- Object location entries for images
----------------------------------------

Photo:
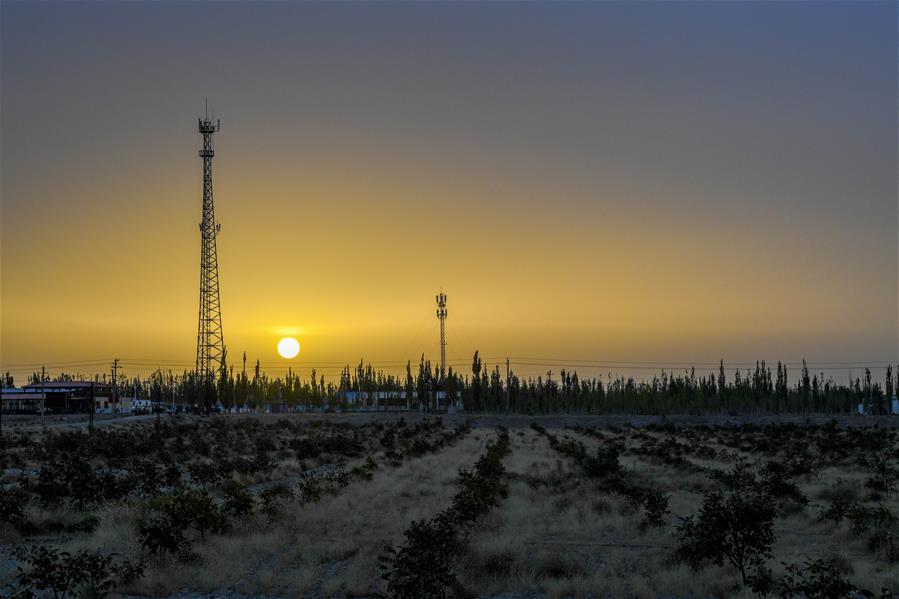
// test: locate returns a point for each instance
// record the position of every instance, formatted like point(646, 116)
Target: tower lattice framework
point(210, 340)
point(441, 314)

----------------------------------------

- Short task
Extract every line of the records above verbatim, omitting the pictures.

- Exercise solution
Photo:
// test: locate returns a point for each instance
// record the position of every instance, formatted like point(646, 116)
Target: tower lattice framework
point(210, 340)
point(441, 314)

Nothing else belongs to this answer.